# Task prompt
Scan the following data for lines with "query" and state how many there are, as a number only.

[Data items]
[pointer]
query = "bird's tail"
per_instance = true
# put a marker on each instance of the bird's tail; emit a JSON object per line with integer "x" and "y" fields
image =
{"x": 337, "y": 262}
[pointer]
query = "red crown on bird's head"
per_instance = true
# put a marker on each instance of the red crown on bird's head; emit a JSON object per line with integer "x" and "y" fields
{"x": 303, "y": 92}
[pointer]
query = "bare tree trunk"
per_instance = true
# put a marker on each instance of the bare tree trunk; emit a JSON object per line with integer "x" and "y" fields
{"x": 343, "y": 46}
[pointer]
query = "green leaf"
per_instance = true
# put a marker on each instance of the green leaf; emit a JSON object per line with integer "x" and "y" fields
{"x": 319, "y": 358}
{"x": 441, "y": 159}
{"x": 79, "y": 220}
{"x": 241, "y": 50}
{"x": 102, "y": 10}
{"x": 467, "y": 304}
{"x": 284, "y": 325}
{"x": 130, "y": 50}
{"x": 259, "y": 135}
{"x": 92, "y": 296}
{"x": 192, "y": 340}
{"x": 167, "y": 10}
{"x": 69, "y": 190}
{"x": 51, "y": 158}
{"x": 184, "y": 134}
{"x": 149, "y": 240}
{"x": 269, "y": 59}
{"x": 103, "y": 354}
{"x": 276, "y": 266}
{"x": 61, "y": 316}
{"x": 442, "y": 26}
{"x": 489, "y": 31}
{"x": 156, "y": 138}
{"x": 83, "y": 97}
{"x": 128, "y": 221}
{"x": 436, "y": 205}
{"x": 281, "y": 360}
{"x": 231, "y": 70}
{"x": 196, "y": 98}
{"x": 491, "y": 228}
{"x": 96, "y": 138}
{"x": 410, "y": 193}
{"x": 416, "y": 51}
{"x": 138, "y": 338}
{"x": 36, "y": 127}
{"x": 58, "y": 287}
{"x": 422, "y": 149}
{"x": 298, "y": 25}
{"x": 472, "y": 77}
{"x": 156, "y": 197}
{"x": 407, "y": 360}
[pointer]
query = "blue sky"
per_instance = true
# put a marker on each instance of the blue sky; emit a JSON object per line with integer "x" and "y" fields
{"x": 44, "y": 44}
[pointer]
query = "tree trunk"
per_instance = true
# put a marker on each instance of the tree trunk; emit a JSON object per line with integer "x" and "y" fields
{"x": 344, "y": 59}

# Reply
6